▸ INFORMATION GIVEN
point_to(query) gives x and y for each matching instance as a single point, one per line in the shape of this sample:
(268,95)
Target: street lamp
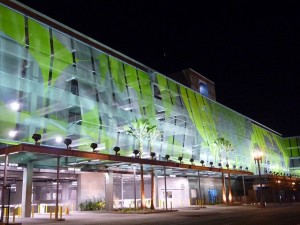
(258,158)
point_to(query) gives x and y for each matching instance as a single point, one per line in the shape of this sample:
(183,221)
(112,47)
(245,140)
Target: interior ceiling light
(15,106)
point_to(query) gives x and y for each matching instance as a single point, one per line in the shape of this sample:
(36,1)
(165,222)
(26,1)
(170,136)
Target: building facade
(59,83)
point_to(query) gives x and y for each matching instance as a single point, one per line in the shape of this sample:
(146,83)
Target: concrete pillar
(90,187)
(109,198)
(223,189)
(229,190)
(27,190)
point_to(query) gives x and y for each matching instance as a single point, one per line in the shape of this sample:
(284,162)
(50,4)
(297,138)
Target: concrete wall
(178,188)
(90,186)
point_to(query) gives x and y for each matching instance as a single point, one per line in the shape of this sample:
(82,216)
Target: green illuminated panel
(12,24)
(39,46)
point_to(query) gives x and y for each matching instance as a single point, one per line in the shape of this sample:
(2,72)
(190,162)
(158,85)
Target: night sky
(250,49)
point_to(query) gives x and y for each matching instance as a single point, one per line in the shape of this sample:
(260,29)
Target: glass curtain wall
(65,87)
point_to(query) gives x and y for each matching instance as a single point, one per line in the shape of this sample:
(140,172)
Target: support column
(57,188)
(166,194)
(134,186)
(27,190)
(229,190)
(122,191)
(152,188)
(223,189)
(109,184)
(244,196)
(200,195)
(4,186)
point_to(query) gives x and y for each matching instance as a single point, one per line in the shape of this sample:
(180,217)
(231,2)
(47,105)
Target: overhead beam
(91,155)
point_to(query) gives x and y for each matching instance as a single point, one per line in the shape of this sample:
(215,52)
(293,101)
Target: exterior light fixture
(67,142)
(15,106)
(58,139)
(94,146)
(116,149)
(257,154)
(36,138)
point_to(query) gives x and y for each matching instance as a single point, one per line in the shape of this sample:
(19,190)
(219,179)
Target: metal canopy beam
(93,156)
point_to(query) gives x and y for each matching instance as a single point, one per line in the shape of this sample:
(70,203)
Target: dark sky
(250,49)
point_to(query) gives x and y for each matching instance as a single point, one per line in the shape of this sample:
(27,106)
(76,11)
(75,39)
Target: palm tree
(141,130)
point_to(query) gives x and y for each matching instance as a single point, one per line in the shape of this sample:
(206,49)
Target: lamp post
(258,158)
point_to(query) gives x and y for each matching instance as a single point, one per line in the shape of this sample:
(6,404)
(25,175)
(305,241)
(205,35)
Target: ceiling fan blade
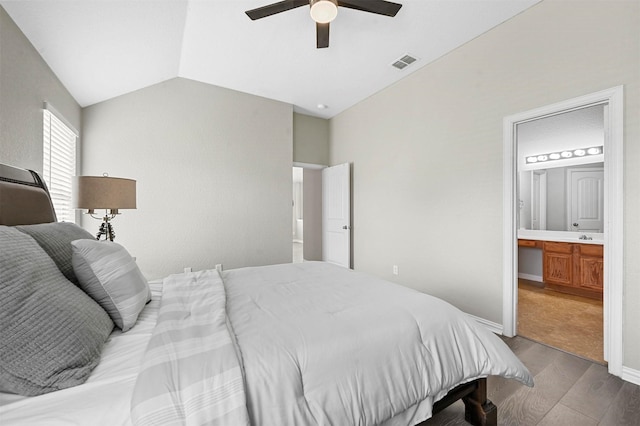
(379,7)
(272,9)
(322,35)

▸ DIRECTIONS FOR THIS TASK
Without including the pictures, return each record above exactly as it stands.

▸ EXERCISE RESULT
point_to(query) gives x and y for each matching instance as a single point, one per line in the shape of this sample:
(268,95)
Target: street lamp
(258,158)
point_to(query) gives x and y for each matching instance as a single point, one per line in the shape of this sample:
(183,221)
(112,47)
(245,140)
Target: interior ceiling light
(15,106)
point_to(query) gives x and y for each matching instance as a single point, one per line in the shape of this sample:
(36,1)
(165,222)
(26,1)
(170,136)
Target: building facade
(59,83)
point_to(query) gives x and y for each matching instance as a single point, one per line in the shape of this sample:
(146,83)
Target: concrete pillar
(90,187)
(109,198)
(223,189)
(229,190)
(27,190)
point_to(query) gives x and y for each matching instance as a single point, one per line in the shape of this sample:
(284,162)
(50,4)
(297,138)
Target: concrete wall
(178,188)
(90,186)
point_to(query) gives x and y for each matching instance as a single point, one per line in the shape of this sample:
(82,216)
Target: green illuminated panel
(12,24)
(39,46)
point_to(query) gives x and y for each matching instance as a single point, one per line in the shape of this sample:
(2,72)
(190,162)
(158,85)
Target: night sky
(250,49)
point_to(query) gives x and y for each matching instance as a single point, one per line in the shape of this sample:
(260,29)
Target: glass curtain wall
(65,87)
point_to(query) gives x and y for each matching instance as a single point, one per line in the shape of this sample:
(140,172)
Target: support column
(57,188)
(166,194)
(134,186)
(27,190)
(229,190)
(122,191)
(152,188)
(223,189)
(109,184)
(244,196)
(200,195)
(4,186)
point_to(query) gives x and y for each matching instance as a single point, one per line in the shape of this sample:
(180,217)
(231,2)
(47,105)
Target: overhead beam
(91,155)
point_to(query) gives x and y for each matching instance as a single point, one per line in the shape of this sample:
(215,52)
(293,101)
Target: exterior light fixture
(67,142)
(15,106)
(58,139)
(94,146)
(116,149)
(257,154)
(36,138)
point_to(query) gives x and y for each matching instance as a single point, one per line in the shape of this sample:
(19,190)
(219,179)
Target: metal canopy beam
(93,156)
point_to(query) gives x and y for each matching instance as a single point, one per line in the shape of this sample:
(70,203)
Target: dark sky
(250,49)
point_to(query) gives x and y for each matching instance as a single point, one per line in the shape of this sample:
(27,106)
(76,11)
(75,39)
Target: palm tree
(141,130)
point_to(query) gives x and y for each matching instance as a single point, one per line in the shape of this sample:
(206,49)
Target: lamp post
(258,158)
point_to(query) gives x and y for each matching instance as a single point, one per line in the shape of this sample:
(6,404)
(25,175)
(305,241)
(205,35)
Target: ceiling fan blade
(379,7)
(272,9)
(322,35)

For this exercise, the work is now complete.